> **Problem statement**:
Reproduce every one of the rows below word for word, keeping their order and line breaks.

> **Stored records**:

# # #

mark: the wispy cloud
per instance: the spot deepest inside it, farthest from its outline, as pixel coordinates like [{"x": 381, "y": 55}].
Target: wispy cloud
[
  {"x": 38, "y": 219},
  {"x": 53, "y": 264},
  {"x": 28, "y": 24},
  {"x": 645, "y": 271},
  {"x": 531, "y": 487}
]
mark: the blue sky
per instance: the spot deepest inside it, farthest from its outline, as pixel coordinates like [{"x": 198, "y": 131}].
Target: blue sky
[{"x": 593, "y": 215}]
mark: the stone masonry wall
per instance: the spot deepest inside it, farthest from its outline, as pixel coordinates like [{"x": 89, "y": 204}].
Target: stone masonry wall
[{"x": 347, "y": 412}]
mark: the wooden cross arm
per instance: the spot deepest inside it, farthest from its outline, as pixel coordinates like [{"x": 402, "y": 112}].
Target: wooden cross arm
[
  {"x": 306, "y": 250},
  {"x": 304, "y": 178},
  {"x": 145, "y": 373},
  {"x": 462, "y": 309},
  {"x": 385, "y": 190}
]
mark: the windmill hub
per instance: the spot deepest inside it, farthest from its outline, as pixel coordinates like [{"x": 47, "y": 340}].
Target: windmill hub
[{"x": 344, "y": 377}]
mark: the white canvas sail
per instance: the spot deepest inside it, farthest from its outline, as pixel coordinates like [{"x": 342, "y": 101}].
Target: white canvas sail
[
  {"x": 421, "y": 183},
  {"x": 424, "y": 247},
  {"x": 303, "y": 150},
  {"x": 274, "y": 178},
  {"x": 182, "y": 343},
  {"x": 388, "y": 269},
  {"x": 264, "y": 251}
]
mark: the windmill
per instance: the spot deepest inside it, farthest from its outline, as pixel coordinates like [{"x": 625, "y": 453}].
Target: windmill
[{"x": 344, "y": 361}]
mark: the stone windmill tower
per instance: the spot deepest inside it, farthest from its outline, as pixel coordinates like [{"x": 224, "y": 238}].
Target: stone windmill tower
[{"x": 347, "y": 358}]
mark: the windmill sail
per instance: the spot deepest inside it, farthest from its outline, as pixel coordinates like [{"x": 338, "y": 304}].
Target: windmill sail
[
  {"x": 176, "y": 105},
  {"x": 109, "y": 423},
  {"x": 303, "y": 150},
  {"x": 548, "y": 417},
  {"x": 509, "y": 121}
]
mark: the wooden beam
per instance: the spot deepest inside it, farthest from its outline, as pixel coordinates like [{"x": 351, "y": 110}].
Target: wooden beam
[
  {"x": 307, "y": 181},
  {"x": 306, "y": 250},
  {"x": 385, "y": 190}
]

# # #

> **Result below**:
mark: the wispy cloud
per instance: the spot deepest inside it, farthest from its outline, as pixel coordinates like [{"x": 381, "y": 55}].
Target: wispy cloud
[
  {"x": 38, "y": 219},
  {"x": 53, "y": 264},
  {"x": 28, "y": 24},
  {"x": 645, "y": 271},
  {"x": 531, "y": 487}
]
mark: the blue sky
per instance: the spot deepest inside it, farthest from its outline, as pixel coordinates like [{"x": 198, "y": 131}].
Target: blue sky
[{"x": 593, "y": 215}]
mark: the stone masonry wall
per instance: the spot deepest inside it, farthest from its outline, as pixel coordinates like [{"x": 89, "y": 204}].
Target: stone masonry wall
[{"x": 347, "y": 412}]
mark: the wooden cross arm
per instance: the spot deepest inside it, farthest from its outline, as pixel coordinates like [{"x": 402, "y": 112}].
Target: wooden cross arm
[
  {"x": 306, "y": 250},
  {"x": 304, "y": 178},
  {"x": 145, "y": 373},
  {"x": 462, "y": 309},
  {"x": 385, "y": 190}
]
mark: the windmill hub
per instance: the spot deepest inside it, farthest from its outline, as pixel coordinates like [{"x": 47, "y": 340}].
Target: windmill hub
[{"x": 344, "y": 377}]
mark: the white canvas sail
per instance: the spot deepest inside it, farthest from its outline, as pixel coordinates like [{"x": 342, "y": 101}].
Target: white canvas sail
[
  {"x": 421, "y": 183},
  {"x": 424, "y": 247},
  {"x": 303, "y": 150},
  {"x": 274, "y": 178},
  {"x": 182, "y": 343},
  {"x": 388, "y": 269},
  {"x": 264, "y": 251}
]
mark: the windmill
per instance: the spot deepest inside it, farthest from its outline, as pixel coordinates like [{"x": 625, "y": 453}].
Target: windmill
[{"x": 344, "y": 361}]
mark: the stone windmill tower
per instance: the spot deepest inside it, farthest from its outline, as pixel coordinates like [{"x": 224, "y": 238}].
Target: stone windmill tower
[{"x": 347, "y": 358}]
mark: the windmill sail
per instance: the spot deepest inside it, farthest from its outline, as pixel coordinates like [{"x": 338, "y": 304}].
Target: windmill sail
[
  {"x": 176, "y": 105},
  {"x": 109, "y": 423},
  {"x": 303, "y": 150},
  {"x": 548, "y": 417},
  {"x": 509, "y": 121}
]
mark: the wooden beam
per instance: the spot deepest inside it, farthest from its outline, as pixel coordinates like [{"x": 351, "y": 110}].
Target: wooden beam
[
  {"x": 307, "y": 181},
  {"x": 306, "y": 250},
  {"x": 385, "y": 190}
]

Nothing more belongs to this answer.